Entries from a point annotation set
::::::::::
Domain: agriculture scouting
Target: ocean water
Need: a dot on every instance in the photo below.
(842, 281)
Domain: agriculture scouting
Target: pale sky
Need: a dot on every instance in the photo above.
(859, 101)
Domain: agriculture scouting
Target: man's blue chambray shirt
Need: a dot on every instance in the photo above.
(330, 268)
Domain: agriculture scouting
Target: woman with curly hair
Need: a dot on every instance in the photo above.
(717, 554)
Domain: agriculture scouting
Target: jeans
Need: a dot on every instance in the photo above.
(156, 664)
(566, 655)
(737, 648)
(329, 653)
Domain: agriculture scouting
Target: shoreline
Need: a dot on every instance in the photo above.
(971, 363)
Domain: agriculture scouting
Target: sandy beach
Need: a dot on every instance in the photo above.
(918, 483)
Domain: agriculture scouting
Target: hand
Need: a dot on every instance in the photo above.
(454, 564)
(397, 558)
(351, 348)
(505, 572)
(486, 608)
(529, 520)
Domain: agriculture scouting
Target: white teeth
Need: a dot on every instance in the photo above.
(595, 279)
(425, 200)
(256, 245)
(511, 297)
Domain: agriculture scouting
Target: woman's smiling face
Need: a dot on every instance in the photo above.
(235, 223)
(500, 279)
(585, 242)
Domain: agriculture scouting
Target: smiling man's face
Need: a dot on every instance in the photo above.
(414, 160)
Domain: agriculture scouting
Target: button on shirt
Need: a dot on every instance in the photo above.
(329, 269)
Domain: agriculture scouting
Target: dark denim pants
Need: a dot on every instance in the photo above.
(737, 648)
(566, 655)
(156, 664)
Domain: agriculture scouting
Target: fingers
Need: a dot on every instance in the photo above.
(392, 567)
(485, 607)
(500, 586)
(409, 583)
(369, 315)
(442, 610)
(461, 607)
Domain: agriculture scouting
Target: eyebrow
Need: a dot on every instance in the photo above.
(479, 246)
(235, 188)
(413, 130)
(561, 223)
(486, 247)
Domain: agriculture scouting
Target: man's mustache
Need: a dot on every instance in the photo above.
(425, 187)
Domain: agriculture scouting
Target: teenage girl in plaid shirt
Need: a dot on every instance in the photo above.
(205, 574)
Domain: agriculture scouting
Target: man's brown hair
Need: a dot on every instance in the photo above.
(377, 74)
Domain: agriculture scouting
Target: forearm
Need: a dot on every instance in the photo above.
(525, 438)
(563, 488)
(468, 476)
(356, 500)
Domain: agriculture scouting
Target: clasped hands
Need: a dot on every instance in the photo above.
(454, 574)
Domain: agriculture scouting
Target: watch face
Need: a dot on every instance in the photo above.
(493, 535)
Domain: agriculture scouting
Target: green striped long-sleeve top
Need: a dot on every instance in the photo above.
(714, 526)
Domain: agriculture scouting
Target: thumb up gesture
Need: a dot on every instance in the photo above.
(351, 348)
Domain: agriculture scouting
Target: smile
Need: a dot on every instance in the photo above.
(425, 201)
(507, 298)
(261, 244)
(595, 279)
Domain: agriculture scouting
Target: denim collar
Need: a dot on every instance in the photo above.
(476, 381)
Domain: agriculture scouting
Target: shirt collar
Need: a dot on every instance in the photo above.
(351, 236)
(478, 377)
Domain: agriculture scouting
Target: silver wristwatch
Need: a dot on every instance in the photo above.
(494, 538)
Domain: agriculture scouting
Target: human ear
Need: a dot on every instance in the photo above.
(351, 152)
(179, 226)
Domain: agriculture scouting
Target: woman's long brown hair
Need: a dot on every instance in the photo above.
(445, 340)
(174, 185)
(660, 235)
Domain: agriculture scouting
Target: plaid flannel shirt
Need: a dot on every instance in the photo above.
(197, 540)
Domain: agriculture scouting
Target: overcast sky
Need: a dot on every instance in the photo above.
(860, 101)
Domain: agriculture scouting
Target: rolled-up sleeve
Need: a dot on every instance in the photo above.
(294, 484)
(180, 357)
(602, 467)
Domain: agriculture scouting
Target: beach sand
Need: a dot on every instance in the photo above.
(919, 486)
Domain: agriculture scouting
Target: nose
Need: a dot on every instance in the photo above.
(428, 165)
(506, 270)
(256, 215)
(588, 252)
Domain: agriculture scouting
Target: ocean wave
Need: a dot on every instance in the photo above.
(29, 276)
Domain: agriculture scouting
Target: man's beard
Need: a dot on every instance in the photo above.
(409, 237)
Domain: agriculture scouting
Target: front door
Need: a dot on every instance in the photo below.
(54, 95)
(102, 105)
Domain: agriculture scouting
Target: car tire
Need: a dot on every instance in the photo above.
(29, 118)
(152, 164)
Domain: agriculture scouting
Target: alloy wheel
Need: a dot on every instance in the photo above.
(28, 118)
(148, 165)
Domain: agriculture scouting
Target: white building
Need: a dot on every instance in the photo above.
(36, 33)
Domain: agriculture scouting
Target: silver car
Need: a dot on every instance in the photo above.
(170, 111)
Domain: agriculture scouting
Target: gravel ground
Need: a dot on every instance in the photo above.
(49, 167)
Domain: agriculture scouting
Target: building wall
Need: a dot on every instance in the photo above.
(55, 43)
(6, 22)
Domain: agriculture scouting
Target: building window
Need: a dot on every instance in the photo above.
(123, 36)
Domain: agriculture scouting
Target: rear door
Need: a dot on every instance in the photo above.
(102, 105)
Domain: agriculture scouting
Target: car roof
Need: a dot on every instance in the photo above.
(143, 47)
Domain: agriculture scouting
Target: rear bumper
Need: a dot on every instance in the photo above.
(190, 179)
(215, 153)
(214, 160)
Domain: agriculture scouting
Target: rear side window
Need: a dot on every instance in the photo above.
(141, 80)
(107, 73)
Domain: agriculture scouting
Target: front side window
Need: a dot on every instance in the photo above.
::::::::::
* **Required task**: All of the entries should be written out again exactly.

* **Task solution**:
Domain: agriculture scouting
Target: ocean water
Need: a dot on every instance in the photo below.
(842, 281)
Domain: agriculture scouting
Target: pale sky
Need: a dot on every instance in the photo above.
(859, 101)
Domain: agriculture scouting
Target: man's blue chambray shirt
Need: a dot on every instance in the photo above.
(330, 268)
Domain: agriculture scouting
Target: woman with curly hair
Need: a dot on every instance in the photo above.
(717, 554)
Domain: agriculture scouting
Target: jeans
Need: a dot on every instance in the photo above.
(156, 664)
(566, 655)
(737, 648)
(329, 653)
Domain: agriculture scouting
Target: shoreline
Need: a dot on every instance in the photo above.
(971, 363)
Domain: agriculture scouting
Target: sandy beach
Need: a dot on every instance in the photo above.
(918, 483)
Domain: agriculture scouting
Target: hand
Need: a dot on every instance in the photo above.
(454, 564)
(397, 558)
(351, 348)
(505, 572)
(486, 608)
(529, 520)
Domain: agriculture scouting
Target: white teeth
Need: a dot on every instance in the photo above.
(595, 279)
(425, 200)
(256, 245)
(511, 297)
Domain: agriculture scouting
Target: woman's smiling face
Need: a dot on every instance in the photo above.
(235, 223)
(500, 279)
(585, 242)
Domain: agriculture scouting
Target: smiling man's face
Need: a dot on every instance in the photo above.
(414, 160)
Domain: agriculture scouting
Target: button on shirt
Need: a dot on every instance in the photo above.
(329, 269)
Domain: agriculture scouting
Target: dark denim pants
Need: a dot on every instance in the photo above.
(737, 648)
(566, 655)
(156, 664)
Domain: agriculture scouting
Target: fingers
Need: a dot on every instance in the photo above.
(392, 567)
(485, 607)
(500, 586)
(409, 583)
(369, 315)
(442, 610)
(461, 607)
Domain: agriculture scouting
Target: eyebrow
Need: a dot on every instance in the photo above.
(479, 246)
(235, 188)
(413, 130)
(561, 223)
(486, 247)
Domain: agriculture scouting
Target: man's mustache
Need: a dot on every instance in the photo above.
(425, 187)
Domain: agriculture scouting
Target: teenage girl in plaid shirt
Need: a dot on every instance in the photo above.
(205, 574)
Domain: agriculture scouting
Target: man's brown hair
Need: a dot on every instance in the photo above.
(377, 74)
Domain: agriculture scouting
Target: forearm
Need: a dot on every instance in the photo above.
(525, 438)
(563, 488)
(468, 476)
(356, 500)
Domain: agriculture scouting
Target: clasped hands
Need: a dot on every instance in the photo above.
(454, 574)
Domain: agriculture scouting
Target: watch face
Need: a dot on every instance in the photo above.
(493, 535)
Domain: agriculture scouting
Target: green striped long-sleeve top
Need: a dot on every instance in the photo above.
(714, 526)
Domain: agriculture scouting
Target: thumb up gesture
Need: a dot on every instance in the photo above.
(351, 348)
Domain: agriculture scouting
Target: smile
Need: a dot on every instance in the photo above.
(425, 201)
(507, 298)
(261, 244)
(595, 279)
Domain: agriculture scouting
Target: denim collar
Need: a dot on every instance in the photo above.
(476, 381)
Domain: agriculture scouting
Target: shirt collar
Need: a dot on every instance in the photo above.
(351, 236)
(478, 377)
Domain: agriculture scouting
Target: silver wristwatch
Need: a dot on every instance in the photo above.
(494, 538)
Domain: agriculture scouting
Target: human ear
Need: a dot on every instance in the photo above.
(351, 152)
(179, 226)
Domain: agriculture scouting
Target: woman's long brown hair
Need: a dot on every instance in the photo above.
(445, 340)
(174, 185)
(660, 235)
Domain: agriculture scouting
Target: plaid flannel shirt
Need: a dot on every instance in the photo above.
(197, 540)
Domain: agriculture scouting
Target: overcast sky
Need: a dot on every instance in the photo above.
(860, 101)
Domain: agriculture scouting
Target: rolled-up sleeve
Need: a dot on every instance in the photo above.
(294, 484)
(180, 357)
(602, 467)
Domain: agriculture scouting
Target: beach sand
Need: a dot on every instance in the photo above.
(919, 486)
Domain: agriculture scouting
Target: nose
Need: a dot on every instance in the photo above.
(428, 165)
(506, 270)
(256, 215)
(588, 252)
Domain: agriculture scouting
Target: ocean wave
Need: a dot on every instance in the photo above.
(29, 276)
Domain: agriculture scouting
Target: man's beard
Need: a dot on every instance in the photo above.
(409, 237)
Domain: agriculture scouting
Target: front door
Need: a dot on every instance in the photo below.
(54, 95)
(102, 105)
Domain: agriculture scouting
Target: car tire
Need: a dot on every instance in the photo above.
(29, 118)
(152, 164)
Domain: agriculture scouting
Target: alloy wheel
Need: a dot on every instance in the photo above.
(28, 118)
(148, 165)
Domain: agriculture scouting
Target: white building
Need: a dot on every instance in the photo above.
(36, 33)
Domain: agriculture scouting
Target: silver car
Need: a dot on every instance in the photo above.
(170, 111)
Domain: agriculture scouting
Target: gravel ground
Need: a dot on every instance in the photo above.
(49, 167)
Domain: agriculture scouting
Target: building wall
Need: a dot on every instance in the photo above.
(55, 43)
(6, 22)
Domain: agriculture scouting
Target: building window
Need: a dot on every instance in the photo above.
(123, 36)
Domain: agriculture scouting
Target: rear door
Need: a dot on every instance in the photo above.
(102, 105)
Domain: agriculture scouting
Target: car roof
Need: a dot on every instance in the photo above.
(143, 47)
Domain: agriculture scouting
Target: rear bumper
Need: a dot on every instance in the photo above.
(190, 179)
(215, 153)
(214, 160)
Domain: agriculture scouting
Target: rear side window
Need: a dot on every instance in the photo above.
(141, 80)
(107, 73)
Domain: agriculture scouting
Target: front side window
Need: a dot on every instance in the photo above.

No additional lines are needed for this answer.